§ **INFORMATION PROVIDED**:
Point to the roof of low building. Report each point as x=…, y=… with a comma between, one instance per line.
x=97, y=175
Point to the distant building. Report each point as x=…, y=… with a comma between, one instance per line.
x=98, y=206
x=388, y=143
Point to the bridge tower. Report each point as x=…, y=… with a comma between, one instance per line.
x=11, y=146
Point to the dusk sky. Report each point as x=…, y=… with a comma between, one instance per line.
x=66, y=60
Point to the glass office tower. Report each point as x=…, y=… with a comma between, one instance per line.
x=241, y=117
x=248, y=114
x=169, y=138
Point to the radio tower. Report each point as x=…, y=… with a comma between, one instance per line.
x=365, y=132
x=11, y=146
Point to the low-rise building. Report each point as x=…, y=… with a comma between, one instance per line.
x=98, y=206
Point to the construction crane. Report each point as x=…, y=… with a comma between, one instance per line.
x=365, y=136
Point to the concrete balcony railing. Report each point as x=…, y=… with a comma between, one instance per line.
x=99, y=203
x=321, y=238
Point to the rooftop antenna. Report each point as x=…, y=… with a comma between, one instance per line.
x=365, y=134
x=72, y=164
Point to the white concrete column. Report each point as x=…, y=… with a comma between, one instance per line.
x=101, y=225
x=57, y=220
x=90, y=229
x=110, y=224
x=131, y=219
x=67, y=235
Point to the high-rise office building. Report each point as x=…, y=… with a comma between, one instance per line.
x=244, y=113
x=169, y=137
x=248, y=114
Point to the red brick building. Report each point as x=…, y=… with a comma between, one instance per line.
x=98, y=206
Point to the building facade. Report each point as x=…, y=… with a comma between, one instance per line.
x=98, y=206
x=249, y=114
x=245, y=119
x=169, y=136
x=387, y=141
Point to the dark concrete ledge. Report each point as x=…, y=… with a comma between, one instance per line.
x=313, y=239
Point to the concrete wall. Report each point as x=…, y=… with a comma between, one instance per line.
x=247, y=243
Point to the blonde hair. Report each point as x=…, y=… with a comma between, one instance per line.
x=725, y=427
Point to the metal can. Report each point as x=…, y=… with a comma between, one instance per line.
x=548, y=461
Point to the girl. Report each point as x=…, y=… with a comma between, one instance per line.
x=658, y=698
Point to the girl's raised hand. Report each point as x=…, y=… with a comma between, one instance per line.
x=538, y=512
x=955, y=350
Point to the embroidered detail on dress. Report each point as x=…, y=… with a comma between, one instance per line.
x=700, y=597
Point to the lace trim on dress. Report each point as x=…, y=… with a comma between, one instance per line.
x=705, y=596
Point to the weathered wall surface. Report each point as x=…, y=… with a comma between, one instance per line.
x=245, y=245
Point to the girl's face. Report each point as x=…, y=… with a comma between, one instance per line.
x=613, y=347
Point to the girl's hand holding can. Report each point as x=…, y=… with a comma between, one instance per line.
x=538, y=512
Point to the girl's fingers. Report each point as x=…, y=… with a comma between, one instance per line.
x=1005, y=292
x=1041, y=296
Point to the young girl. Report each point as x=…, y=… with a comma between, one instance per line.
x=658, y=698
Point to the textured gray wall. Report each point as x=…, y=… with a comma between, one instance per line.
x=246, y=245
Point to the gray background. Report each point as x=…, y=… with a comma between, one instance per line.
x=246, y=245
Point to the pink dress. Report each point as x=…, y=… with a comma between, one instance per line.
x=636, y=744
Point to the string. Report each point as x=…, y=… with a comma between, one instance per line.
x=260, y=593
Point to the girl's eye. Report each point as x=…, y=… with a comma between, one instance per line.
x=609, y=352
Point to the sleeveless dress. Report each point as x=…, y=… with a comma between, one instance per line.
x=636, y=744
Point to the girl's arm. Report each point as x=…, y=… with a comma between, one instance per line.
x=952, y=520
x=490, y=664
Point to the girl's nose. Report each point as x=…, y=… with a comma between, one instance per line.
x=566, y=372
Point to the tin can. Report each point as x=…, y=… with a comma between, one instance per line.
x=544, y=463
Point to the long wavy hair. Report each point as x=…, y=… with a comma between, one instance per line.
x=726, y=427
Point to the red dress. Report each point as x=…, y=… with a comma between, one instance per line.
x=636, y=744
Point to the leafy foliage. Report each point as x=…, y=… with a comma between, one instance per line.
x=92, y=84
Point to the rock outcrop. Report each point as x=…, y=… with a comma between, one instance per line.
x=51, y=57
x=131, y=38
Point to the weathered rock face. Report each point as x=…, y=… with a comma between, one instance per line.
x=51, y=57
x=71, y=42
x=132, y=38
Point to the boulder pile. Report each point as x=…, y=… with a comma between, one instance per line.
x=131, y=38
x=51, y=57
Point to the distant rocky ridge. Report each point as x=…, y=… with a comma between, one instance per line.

§ **REQUIRED WORK**: Rewrite all of the rows above, replacing "Point to" with "Locate" wherever it occurs and leaving everything else unchanged.

§ **FULL SOLUTION**:
Locate the roof of low building. Report each point as x=…, y=… with a comma between, one instance per line.
x=97, y=175
Locate the distant building. Report each point as x=…, y=… with a comma between, one instance per line.
x=98, y=206
x=388, y=143
Locate the bridge tower. Report each point as x=…, y=… with a comma between, one instance per line.
x=11, y=146
Locate the dusk sky. Report each point as x=…, y=… with a comma between, one instance per line.
x=66, y=60
Locate the glass office tower. Report each point as x=…, y=… with a comma between, one instance per line.
x=241, y=117
x=248, y=114
x=169, y=138
Locate the radio tower. Report each point as x=…, y=… with a comma between, one instance per line.
x=365, y=132
x=11, y=146
Locate the low-rise building. Report each point as x=…, y=… with a comma between, one instance per line.
x=98, y=206
Locate the construction crane. Report each point as x=…, y=… with a comma between, one instance per line.
x=365, y=136
Locate the concrete balcony railing. Report each point as x=…, y=… with a comma between, one instance per line.
x=99, y=203
x=321, y=238
Locate the rooftop antenna. Report each point as x=…, y=… with a comma between, one instance per line.
x=365, y=134
x=72, y=164
Locate the white concrete column. Report each point as x=…, y=… with a comma between, one instance per line.
x=101, y=225
x=57, y=220
x=90, y=229
x=110, y=224
x=131, y=219
x=67, y=235
Locate the high-rise office building. Report each point as x=…, y=… with a comma between, one instance per line.
x=244, y=113
x=169, y=137
x=248, y=114
Locate the red brick building. Report each point as x=…, y=… with a comma between, one instance per line.
x=98, y=206
Locate the building facade. Report each point as x=…, y=… with a comma between, one instance per line.
x=98, y=206
x=249, y=114
x=245, y=119
x=169, y=136
x=387, y=141
Locate the dark concrete ledge. Report each point as x=…, y=… with a comma between, one instance per line.
x=313, y=239
Locate the concrete wall. Report each point as x=…, y=… with a comma between, one instance per line.
x=247, y=243
Locate the blonde hair. Report each point as x=…, y=… with a comma between, one instance per line.
x=725, y=427
Locate the metal can. Report each point as x=…, y=… with a comma between, one instance per line.
x=548, y=461
Locate the girl. Report each point as x=…, y=… with a comma between, one instance per line.
x=658, y=698
Locate the girl's raised hand. Report each point as x=…, y=… with a comma between, one instance per line.
x=538, y=512
x=955, y=350
Locate the embroidered detail on dress. Report each point as x=…, y=… with a comma between, one instance per line.
x=700, y=597
Locate the lace trim on dress. Report each point as x=…, y=… with a comma between, one instance per line.
x=705, y=596
Locate the weathered wall surface. Report each point as x=…, y=… with a comma between, one instance per line.
x=245, y=245
Locate the girl's face. Report each point as x=…, y=… with a comma between, one instance per line.
x=613, y=347
Locate the girl's hand holding can. Report each point as x=…, y=… with a comma between, one instance per line.
x=538, y=512
Locate the girl's fingers. Report each point as x=…, y=… with a comma between, one instance per line.
x=1005, y=292
x=1041, y=296
Locate the young girl. Report each point as x=…, y=… with a comma between, one instance per line.
x=658, y=698
Locate the textured gray wall. Report each point as x=…, y=… with a comma between, one instance per line.
x=246, y=245
Locate the gray background. Report each point as x=…, y=… with a comma between, one instance per line.
x=246, y=245
Locate the pink dress. Report each point as x=…, y=… with a comma between, one instance per line.
x=636, y=744
Locate the string. Report each point as x=…, y=… with a comma between, one instance per line.
x=260, y=593
Locate the girl's eye. Report each point as x=…, y=… with a comma between, one instance per line.
x=609, y=352
Locate the sleeveless dress. Report each point as x=…, y=… with a comma between, one instance per line.
x=636, y=744
Locate the girl's arm. Report each point as x=…, y=… with a comma between, one instance per line.
x=952, y=520
x=490, y=664
Locate the girl's nose. Report each point as x=…, y=… with a comma between, one instance per line.
x=566, y=372
Locate the tin can. Report each point as x=…, y=… with a comma between, one instance per line.
x=544, y=463
Locate the long wavy hair. Report each point as x=…, y=… with a comma between, one instance per line.
x=726, y=427
Locate the red dress. Report each point as x=…, y=… with a comma between, one instance per line.
x=636, y=744
Locate the leafy foliage. Report each point as x=…, y=… with a comma between, one instance per line.
x=92, y=84
Locate the rock outcrop. Report each point as x=…, y=… with a comma between, one instance per line.
x=51, y=57
x=131, y=38
Locate the weathered rock face. Report each point as x=…, y=… with a comma between, one instance per line.
x=51, y=57
x=71, y=42
x=132, y=38
Locate the boulder pile. Report each point as x=…, y=… with a comma between, one instance per line.
x=131, y=38
x=51, y=57
Locate the distant rocky ridge. Report each point as x=…, y=… with a comma between, one instance per line.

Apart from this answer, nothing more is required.